Locate every line below that contains the word "near" and copy it.
____ Data for review
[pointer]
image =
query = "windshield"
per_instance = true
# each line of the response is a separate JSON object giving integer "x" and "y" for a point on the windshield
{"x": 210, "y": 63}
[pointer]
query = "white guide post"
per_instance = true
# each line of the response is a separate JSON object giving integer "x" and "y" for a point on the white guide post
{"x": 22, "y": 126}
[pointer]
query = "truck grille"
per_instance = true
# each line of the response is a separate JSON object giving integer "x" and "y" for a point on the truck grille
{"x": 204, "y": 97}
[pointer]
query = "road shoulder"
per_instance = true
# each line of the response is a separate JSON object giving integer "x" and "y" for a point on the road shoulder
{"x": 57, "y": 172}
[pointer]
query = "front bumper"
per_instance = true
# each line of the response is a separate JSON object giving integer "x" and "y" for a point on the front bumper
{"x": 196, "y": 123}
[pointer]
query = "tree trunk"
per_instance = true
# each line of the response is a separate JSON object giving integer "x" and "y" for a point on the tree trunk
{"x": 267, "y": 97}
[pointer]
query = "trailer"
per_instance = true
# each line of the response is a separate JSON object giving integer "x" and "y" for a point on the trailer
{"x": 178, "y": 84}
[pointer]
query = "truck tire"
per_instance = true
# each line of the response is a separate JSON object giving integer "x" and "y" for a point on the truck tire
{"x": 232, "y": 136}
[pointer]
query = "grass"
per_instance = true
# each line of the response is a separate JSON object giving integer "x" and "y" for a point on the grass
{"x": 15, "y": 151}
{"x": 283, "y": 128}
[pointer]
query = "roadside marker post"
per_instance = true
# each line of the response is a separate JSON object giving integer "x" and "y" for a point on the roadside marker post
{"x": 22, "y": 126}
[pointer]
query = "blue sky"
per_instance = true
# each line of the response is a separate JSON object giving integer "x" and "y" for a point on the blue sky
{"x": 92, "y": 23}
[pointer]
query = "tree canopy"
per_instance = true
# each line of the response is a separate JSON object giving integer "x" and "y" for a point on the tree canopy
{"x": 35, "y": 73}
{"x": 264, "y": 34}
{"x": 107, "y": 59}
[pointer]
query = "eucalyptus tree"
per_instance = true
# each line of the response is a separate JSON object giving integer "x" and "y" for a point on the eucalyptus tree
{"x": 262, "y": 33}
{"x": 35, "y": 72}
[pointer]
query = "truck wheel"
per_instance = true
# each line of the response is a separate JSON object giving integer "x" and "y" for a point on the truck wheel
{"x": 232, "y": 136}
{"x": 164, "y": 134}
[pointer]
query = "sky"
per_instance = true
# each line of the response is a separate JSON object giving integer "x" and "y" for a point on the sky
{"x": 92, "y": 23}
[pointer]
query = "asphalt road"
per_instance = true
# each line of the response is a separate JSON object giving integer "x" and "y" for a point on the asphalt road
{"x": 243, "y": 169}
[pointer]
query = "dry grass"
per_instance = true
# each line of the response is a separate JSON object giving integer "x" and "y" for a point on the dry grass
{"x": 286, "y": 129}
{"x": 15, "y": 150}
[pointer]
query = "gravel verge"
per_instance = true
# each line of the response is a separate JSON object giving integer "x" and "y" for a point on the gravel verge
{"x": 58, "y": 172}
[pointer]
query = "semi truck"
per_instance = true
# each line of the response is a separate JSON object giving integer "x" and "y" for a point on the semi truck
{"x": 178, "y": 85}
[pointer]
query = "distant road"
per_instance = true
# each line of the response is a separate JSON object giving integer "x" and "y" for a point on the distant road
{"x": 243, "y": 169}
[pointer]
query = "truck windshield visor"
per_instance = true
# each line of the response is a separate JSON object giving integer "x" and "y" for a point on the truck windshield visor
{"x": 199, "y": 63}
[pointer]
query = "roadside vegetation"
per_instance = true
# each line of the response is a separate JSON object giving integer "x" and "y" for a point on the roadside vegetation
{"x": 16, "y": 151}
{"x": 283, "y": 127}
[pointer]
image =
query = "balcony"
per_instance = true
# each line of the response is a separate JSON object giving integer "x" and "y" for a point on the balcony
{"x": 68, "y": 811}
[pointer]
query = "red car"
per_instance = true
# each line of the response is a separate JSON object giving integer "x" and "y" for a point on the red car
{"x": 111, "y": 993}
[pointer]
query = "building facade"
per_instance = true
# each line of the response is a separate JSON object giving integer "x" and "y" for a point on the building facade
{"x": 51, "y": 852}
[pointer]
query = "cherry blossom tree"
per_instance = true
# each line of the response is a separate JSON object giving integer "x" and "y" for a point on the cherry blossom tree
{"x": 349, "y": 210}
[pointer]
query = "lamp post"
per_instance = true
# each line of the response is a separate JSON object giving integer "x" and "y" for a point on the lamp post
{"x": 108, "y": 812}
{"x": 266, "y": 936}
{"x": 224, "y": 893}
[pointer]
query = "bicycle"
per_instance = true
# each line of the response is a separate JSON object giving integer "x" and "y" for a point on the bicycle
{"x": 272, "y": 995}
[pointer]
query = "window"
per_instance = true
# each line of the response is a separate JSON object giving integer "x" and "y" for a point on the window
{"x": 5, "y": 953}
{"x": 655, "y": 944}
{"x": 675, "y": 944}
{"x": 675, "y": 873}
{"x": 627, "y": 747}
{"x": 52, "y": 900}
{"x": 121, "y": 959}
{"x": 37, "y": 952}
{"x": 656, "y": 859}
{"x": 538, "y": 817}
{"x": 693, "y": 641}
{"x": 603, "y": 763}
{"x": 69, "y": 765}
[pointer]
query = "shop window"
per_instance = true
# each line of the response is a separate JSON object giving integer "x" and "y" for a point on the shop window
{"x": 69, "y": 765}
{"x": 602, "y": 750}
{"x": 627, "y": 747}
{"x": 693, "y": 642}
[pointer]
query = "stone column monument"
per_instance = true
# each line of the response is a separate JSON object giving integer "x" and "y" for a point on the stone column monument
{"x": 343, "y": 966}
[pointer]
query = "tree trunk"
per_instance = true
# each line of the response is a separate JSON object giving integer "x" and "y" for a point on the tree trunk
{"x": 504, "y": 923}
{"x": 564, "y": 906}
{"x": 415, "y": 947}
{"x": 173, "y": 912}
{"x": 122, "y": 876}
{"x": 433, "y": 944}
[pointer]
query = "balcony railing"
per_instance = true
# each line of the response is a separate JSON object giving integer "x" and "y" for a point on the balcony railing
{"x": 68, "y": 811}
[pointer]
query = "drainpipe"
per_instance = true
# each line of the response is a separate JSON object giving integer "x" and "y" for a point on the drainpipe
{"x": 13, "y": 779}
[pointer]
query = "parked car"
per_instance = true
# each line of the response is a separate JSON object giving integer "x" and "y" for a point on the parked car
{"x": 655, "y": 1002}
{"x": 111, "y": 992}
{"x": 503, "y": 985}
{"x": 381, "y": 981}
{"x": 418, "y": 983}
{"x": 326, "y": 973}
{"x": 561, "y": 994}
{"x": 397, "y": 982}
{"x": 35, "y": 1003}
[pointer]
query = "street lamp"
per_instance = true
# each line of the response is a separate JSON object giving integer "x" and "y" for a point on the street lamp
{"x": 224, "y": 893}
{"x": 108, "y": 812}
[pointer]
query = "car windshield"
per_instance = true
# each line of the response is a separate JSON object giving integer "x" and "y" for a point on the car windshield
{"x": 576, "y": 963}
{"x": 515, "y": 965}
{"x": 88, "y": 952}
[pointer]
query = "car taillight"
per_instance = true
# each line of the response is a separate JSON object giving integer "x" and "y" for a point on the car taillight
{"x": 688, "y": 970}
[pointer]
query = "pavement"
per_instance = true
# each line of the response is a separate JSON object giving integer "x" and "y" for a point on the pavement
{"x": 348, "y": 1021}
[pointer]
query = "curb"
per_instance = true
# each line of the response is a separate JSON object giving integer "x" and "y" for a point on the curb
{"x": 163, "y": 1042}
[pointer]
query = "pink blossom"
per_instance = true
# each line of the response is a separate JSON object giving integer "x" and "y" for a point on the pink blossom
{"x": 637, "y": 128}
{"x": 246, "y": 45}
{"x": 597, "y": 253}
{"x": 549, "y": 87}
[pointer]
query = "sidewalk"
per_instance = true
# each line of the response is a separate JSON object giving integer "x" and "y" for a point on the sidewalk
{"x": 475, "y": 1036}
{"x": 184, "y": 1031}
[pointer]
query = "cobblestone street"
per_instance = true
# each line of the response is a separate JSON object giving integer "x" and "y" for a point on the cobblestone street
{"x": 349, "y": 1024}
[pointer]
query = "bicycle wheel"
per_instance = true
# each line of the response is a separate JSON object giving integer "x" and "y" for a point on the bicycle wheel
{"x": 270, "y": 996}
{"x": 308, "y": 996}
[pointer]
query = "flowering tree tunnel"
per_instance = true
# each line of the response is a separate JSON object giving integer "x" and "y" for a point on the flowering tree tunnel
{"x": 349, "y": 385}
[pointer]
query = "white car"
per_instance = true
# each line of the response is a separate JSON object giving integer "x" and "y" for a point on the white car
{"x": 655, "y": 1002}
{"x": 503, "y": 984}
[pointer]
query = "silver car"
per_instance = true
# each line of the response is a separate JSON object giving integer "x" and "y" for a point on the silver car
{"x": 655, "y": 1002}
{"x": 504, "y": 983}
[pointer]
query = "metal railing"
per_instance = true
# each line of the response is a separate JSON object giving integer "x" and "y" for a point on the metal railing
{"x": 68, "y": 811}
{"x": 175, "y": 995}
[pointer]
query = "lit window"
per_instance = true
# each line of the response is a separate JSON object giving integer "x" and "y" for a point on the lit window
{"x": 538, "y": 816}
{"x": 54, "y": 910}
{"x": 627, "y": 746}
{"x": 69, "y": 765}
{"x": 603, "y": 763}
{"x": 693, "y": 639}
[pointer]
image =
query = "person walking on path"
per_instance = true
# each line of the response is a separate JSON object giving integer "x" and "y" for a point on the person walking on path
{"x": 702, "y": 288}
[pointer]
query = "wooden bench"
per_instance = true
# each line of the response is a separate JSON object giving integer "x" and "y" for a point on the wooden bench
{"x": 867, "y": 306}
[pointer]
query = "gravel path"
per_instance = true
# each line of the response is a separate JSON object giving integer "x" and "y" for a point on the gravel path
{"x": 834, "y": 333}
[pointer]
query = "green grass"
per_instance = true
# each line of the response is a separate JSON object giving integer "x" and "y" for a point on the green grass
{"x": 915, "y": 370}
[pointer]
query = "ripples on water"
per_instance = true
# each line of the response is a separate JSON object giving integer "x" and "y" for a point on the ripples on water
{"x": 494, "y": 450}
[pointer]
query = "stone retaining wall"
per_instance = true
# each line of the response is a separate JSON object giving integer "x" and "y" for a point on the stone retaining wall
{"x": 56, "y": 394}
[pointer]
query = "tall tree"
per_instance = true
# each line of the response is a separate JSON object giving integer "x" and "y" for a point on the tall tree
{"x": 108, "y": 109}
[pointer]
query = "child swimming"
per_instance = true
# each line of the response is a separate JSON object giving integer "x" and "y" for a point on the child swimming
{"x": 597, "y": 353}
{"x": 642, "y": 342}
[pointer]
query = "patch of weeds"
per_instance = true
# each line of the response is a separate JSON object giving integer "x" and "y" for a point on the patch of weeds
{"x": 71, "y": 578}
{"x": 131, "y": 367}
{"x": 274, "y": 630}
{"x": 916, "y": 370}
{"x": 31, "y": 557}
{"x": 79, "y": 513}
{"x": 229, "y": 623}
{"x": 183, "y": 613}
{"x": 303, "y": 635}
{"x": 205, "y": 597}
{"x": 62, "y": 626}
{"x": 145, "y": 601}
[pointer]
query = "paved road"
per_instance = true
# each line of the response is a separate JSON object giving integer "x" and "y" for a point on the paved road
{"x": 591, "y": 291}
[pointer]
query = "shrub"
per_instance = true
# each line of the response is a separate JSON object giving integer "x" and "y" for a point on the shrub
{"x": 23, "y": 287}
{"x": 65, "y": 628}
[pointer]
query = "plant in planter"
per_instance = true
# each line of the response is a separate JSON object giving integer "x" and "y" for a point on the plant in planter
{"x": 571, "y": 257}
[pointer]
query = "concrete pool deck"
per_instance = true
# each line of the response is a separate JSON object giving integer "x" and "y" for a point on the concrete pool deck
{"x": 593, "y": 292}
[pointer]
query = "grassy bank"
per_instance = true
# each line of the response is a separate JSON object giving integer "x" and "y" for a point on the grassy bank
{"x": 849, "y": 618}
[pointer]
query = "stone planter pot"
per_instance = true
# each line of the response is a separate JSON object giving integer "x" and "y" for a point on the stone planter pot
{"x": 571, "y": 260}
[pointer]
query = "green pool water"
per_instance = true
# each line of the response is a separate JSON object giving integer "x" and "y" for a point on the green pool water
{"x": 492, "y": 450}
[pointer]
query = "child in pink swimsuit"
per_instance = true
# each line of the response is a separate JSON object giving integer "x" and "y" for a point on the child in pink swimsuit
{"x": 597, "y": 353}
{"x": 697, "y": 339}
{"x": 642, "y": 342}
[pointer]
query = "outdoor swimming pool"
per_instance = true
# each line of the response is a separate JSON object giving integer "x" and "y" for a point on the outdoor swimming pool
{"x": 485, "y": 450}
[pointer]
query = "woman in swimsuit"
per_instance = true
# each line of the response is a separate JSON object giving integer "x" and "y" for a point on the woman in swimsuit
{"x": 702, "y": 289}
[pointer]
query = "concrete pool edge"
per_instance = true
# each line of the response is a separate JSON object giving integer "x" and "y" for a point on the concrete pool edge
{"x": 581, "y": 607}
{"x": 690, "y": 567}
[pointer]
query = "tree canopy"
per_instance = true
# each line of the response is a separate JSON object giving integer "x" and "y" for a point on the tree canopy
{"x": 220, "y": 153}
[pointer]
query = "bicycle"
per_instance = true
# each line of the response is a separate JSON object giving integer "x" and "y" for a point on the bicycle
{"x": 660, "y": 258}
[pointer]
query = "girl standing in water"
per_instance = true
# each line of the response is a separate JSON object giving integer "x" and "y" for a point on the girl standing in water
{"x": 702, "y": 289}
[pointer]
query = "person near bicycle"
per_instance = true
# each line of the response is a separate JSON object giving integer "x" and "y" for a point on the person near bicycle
________
- [Worked solution]:
query = "person near bicycle"
# each line of the response is a separate JSON object giving integer "x" and "y" for a point on the person near bicycle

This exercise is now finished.